Activity » Return every line of the data below, exactly.

(Extracted data entries)
★ ★ ★
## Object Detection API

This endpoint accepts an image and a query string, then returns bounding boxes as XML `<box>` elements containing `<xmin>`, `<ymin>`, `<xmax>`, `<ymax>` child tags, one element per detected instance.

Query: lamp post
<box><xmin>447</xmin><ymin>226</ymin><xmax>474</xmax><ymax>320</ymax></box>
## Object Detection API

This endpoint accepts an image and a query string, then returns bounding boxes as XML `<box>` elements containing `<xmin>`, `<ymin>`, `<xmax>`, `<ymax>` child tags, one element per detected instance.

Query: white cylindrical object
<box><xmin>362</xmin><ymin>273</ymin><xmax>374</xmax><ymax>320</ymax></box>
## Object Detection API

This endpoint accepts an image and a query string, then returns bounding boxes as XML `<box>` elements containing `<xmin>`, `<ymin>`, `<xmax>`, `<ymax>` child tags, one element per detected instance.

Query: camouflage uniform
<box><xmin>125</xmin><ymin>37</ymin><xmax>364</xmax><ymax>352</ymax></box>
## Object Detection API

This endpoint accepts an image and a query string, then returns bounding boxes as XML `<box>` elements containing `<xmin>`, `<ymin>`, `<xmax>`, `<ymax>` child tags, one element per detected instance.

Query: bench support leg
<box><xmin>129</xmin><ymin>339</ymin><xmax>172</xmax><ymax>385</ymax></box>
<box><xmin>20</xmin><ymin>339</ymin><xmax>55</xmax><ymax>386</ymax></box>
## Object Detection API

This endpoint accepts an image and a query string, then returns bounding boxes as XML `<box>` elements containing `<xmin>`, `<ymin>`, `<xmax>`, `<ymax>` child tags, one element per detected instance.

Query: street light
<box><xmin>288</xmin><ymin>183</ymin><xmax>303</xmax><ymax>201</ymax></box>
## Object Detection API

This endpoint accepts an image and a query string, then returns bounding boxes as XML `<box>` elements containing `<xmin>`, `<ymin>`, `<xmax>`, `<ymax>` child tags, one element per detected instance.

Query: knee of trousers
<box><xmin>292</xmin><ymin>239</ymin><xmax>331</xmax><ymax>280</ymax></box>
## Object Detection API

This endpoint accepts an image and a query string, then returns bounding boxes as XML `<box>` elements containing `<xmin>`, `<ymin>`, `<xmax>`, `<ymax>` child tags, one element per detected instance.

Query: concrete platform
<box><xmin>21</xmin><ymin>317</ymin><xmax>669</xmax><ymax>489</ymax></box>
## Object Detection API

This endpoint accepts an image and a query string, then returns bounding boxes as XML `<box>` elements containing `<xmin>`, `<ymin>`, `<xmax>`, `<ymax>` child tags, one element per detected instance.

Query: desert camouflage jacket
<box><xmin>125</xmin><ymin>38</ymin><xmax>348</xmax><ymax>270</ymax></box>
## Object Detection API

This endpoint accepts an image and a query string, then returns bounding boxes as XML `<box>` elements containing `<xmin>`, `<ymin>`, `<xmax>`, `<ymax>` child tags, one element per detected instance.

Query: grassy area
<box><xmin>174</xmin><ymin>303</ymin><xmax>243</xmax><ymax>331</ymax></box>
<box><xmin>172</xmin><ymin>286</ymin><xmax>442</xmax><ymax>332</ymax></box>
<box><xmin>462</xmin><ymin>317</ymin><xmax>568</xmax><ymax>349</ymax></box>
★ ★ ★
Answer space »
## Object Detection API

This endpoint accepts an image and a query string, then returns bounding boxes as XML `<box>` elements containing `<xmin>`, `<ymin>`, `<xmax>`, `<ymax>` child tags, one element per detected instance.

Query: lamp post
<box><xmin>447</xmin><ymin>226</ymin><xmax>474</xmax><ymax>320</ymax></box>
## Object Detection API

This endpoint accepts an image and a query string, then returns bounding boxes as XML `<box>` elements containing `<xmin>`, `<ymin>`, `<xmax>`, `<ymax>` child tags, one element per detected instance.

Query: white cylindrical object
<box><xmin>362</xmin><ymin>273</ymin><xmax>374</xmax><ymax>320</ymax></box>
## Object Detection API

This endpoint accepts an image and a query string, then returns bounding boxes as XML `<box>` elements containing `<xmin>`, `<ymin>`, `<xmax>`, `<ymax>` child tags, one element per detected instance.

Query: camouflage uniform
<box><xmin>125</xmin><ymin>37</ymin><xmax>364</xmax><ymax>352</ymax></box>
## Object Detection API

This endpoint accepts an image and a query string, then returns bounding boxes as XML `<box>` elements containing `<xmin>`, `<ymin>`, `<xmax>`, `<ymax>` child tags, one element per detected instance.

Query: bench support leg
<box><xmin>129</xmin><ymin>339</ymin><xmax>172</xmax><ymax>385</ymax></box>
<box><xmin>20</xmin><ymin>339</ymin><xmax>55</xmax><ymax>386</ymax></box>
## Object Detection API

This endpoint accepts an image and a query string, then returns bounding boxes as XML `<box>` elements containing `<xmin>`, `<ymin>`, `<xmax>`, `<ymax>` child tags, one element per detected instance.

Query: street light
<box><xmin>288</xmin><ymin>183</ymin><xmax>303</xmax><ymax>201</ymax></box>
## Object Detection API

This endpoint accepts an image and a query string, then returns bounding boxes as XML `<box>` elements containing `<xmin>`, `<ymin>`, `<xmax>`, `<ymax>` child tags, one element per detected instance.

Query: knee of trousers
<box><xmin>292</xmin><ymin>239</ymin><xmax>331</xmax><ymax>280</ymax></box>
## Object Detection API

This endpoint accepts an image and a query string, then returns bounding boxes as XML `<box>` elements containing `<xmin>`, `<ymin>`, `<xmax>`, `<ymax>` child tags, one element per detected instance.

Query: concrete platform
<box><xmin>21</xmin><ymin>317</ymin><xmax>669</xmax><ymax>489</ymax></box>
## Object Detection API

This endpoint accepts an image and a query string, then returns bounding boxes as XML `<box>` elements containing `<xmin>`, `<ymin>`, `<xmax>`, `<ymax>` child tags, one element per detected instance.

Query: desert camouflage jacket
<box><xmin>125</xmin><ymin>38</ymin><xmax>348</xmax><ymax>270</ymax></box>
## Object Detection API

This endpoint accepts an image and a query string, then returns bounding boxes as XML `<box>` elements containing `<xmin>`, `<ymin>`, `<xmax>`, `<ymax>` child tags, one element per detected instance.

Query: grassy area
<box><xmin>174</xmin><ymin>303</ymin><xmax>243</xmax><ymax>331</ymax></box>
<box><xmin>172</xmin><ymin>286</ymin><xmax>442</xmax><ymax>332</ymax></box>
<box><xmin>462</xmin><ymin>317</ymin><xmax>568</xmax><ymax>349</ymax></box>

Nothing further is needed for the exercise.